## TEXTE FOURNI
**********

Les bons et les mauvais élèves
Ces chiffres sont corroborés par Capital. Le magazine publie les résultats d'une enquête établie à partir des données de l'année 2020 et fait un parallèle édifiant avec la Sécurité Sociale. Alors que le régime obligatoire a dépensé 7,2 milliards d'euros en 2020 pour ses frais de gestion, les organismes complémentaires déboursaient de leur côté 7,5 Md€ pour un volume de remboursements six fois moindre ! Depuis 2009, la Sécu a réussi à diminuer ses coûts d'environ 5%, tandis que les mutuelles les augmentaient de 46% !
En moyenne, les organismes complémentaires consacraient près de 75% des primes versées par les assurés aux prestations, mais pour 7 organismes parmi les 15 étudiés, ce seuil moyen était allègrement dépassé. MMA reste le plus coûteux avec un ratio de frais de gestion de 28%, un taux similaire à celui calculé par l'UFC-Que Choisir. À l'autre bout du spectre, la MAAF, avec un taux réduit à 16,2%.

**********

## LIGNES FOURNIES
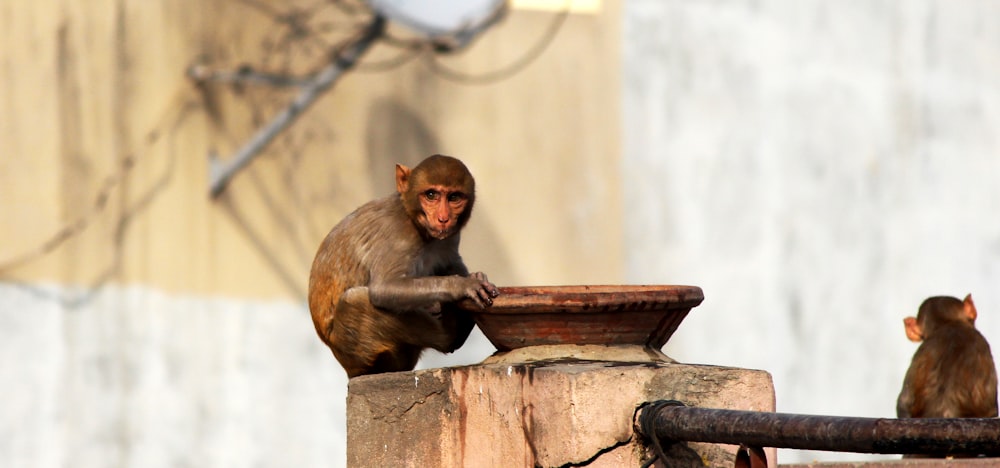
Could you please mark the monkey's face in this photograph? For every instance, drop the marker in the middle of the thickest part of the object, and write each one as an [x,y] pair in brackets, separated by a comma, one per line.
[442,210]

**********

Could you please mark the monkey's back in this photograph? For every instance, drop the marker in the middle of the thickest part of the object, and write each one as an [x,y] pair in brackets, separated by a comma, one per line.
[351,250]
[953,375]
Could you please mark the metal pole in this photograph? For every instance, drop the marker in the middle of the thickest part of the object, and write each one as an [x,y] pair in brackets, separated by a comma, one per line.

**********

## CONSIGNE
Citez mot pour mot le passage du texte sur les frais de gestion des mutuelles qui va de « En moyenne, les » jusqu'à « réduit à 16,2%. » inclus.

## RÉSULTAT
En moyenne, les organismes complémentaires consacraient près de 75% des primes versées par les assurés aux prestations, mais pour 7 organismes parmi les 15 étudiés, ce seuil moyen était allègrement dépassé. MMA reste le plus coûteux avec un ratio de frais de gestion de 28%, un taux similaire à celui calculé par l'UFC-Que Choisir. À l'autre bout du spectre, la MAAF, avec un taux réduit à 16,2%.